- Stated problem
Rewrite the listing below, swapping every "each instance" for "every instance" and keeping everything else the same.

- Given entries
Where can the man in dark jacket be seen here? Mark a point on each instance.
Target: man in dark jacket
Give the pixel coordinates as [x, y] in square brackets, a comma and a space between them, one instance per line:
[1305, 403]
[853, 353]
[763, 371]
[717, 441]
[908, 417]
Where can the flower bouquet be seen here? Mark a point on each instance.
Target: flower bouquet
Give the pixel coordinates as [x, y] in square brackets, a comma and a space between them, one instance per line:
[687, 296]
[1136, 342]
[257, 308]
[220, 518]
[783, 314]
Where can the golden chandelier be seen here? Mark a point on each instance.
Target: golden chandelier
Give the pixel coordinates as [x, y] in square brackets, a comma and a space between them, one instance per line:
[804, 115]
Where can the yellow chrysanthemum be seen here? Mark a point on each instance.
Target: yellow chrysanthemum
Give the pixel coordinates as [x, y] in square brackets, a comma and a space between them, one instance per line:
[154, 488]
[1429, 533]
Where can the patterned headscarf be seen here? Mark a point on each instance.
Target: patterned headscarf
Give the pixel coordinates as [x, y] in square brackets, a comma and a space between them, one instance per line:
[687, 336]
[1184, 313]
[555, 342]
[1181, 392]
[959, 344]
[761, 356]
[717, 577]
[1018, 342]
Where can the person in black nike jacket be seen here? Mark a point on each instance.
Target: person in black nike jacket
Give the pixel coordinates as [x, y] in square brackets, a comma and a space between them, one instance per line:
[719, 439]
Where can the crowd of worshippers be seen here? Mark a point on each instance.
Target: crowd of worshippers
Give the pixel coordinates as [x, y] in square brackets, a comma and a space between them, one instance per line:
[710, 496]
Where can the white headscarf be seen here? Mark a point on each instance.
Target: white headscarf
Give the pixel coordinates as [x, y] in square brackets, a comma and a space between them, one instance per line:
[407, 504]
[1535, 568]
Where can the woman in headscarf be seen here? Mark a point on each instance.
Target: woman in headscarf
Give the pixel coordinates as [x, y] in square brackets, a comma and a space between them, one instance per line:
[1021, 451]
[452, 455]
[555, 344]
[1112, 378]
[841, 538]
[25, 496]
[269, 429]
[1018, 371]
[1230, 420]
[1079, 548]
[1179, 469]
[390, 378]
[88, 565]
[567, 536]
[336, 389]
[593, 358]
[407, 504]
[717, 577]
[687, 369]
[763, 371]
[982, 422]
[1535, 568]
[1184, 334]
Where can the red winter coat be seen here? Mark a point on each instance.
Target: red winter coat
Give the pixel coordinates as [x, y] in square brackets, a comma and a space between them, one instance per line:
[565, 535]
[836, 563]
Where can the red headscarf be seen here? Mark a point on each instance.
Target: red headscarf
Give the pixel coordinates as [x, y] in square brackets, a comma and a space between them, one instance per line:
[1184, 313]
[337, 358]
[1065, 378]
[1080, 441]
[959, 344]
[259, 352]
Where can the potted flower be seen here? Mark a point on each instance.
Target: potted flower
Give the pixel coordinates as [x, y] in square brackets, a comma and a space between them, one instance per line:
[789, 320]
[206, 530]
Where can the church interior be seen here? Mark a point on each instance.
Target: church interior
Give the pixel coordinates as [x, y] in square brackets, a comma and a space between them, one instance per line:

- Correct output
Where can the man in dark jacket be seen here? Mark a point on every instance.
Target: man in dark jacket
Give the pixel coordinates as [x, y] in square brackets, a comma and a space between them, one instance per line:
[1305, 403]
[853, 353]
[763, 371]
[717, 441]
[908, 417]
Where can the flower bouquet be seen here? Mark a point on every instance.
Target: flower bouquet
Give the pixel coordinates as [x, y] in square brackets, a comma and a space between them, one instance per line:
[687, 296]
[1136, 342]
[257, 308]
[220, 518]
[783, 314]
Where can the golden chandelier be seen here? Mark a point on every instance.
Target: golden chandelier
Give the pixel coordinates as [x, y] in square brackets, a comma and a space between them, one instance per line:
[804, 115]
Where can the yellow chrysanthemum be seen here? Mark a point on every instance.
Target: yellow chrysanthemum
Give the pixel coordinates as [x, y] in square brackets, a comma and a space between them, one instance per line:
[154, 488]
[1429, 533]
Where can the patterned headscarf be seen here? Mark a point on every instance.
Target: patterned headscarf
Give the pixel coordinates as [x, y] in square brackets, a comma and a space between them, one instance per line:
[687, 336]
[1184, 313]
[555, 342]
[1181, 392]
[959, 344]
[761, 356]
[717, 577]
[1018, 342]
Where can the person in black nike jacket be seen here? Mark a point on every instance.
Target: person in black nike jacket
Give the pixel coordinates as [x, y] in square brackets, a comma and a space between them, one instance per line:
[719, 439]
Where can the crowd of worshippers be seen here? Mark a point on every instance.
Target: crowd of worshippers
Give the pixel coordinates as [x, y] in square brackets, a comma and a space between them, one instance per line:
[710, 496]
Where can the white headscarf be seen here? Mark a point on every instance.
Target: white headscarf
Give the pixel coordinates as [x, y] in square brackets, a comma and a space between them, one instance per line:
[407, 504]
[1535, 568]
Where can the woman in headscarf be seen here? Mark a point on every instance.
Target: woman in headscarf
Give the pixel coordinates as [x, y] in square brackets, a comma and a space between them, one instance per line:
[1021, 451]
[452, 455]
[555, 344]
[1112, 378]
[841, 538]
[25, 496]
[269, 429]
[1018, 371]
[1230, 420]
[1079, 548]
[1179, 469]
[390, 378]
[88, 565]
[567, 536]
[336, 389]
[593, 358]
[407, 504]
[717, 577]
[687, 369]
[763, 371]
[982, 422]
[1535, 568]
[1184, 334]
Where can the red winter coat be seen here? Mark a point on every instance.
Target: red winter coat
Give the pixel coordinates as [x, y] in square brackets, a comma and a space between them, one instance per line:
[565, 535]
[836, 563]
Where can the red headscarf be seen here? Mark a point on every instance.
Target: red headscarf
Give the pixel coordinates as [x, y] in square brackets, a comma and a space between them, one instance per line:
[1184, 313]
[337, 358]
[1065, 378]
[1080, 441]
[959, 344]
[259, 352]
Where can the potted flower be seen here? Mark a point on every instance.
Target: potted flower
Give the pixel coordinates as [x, y] in square brackets, a comma and a space between them, one instance per line:
[789, 320]
[206, 530]
Where can the church interior be seen here? Mark a point on every instance.
Target: church interior
Give the pixel coordinates as [x, y] in square brackets, a comma and a space between them, one instance per line:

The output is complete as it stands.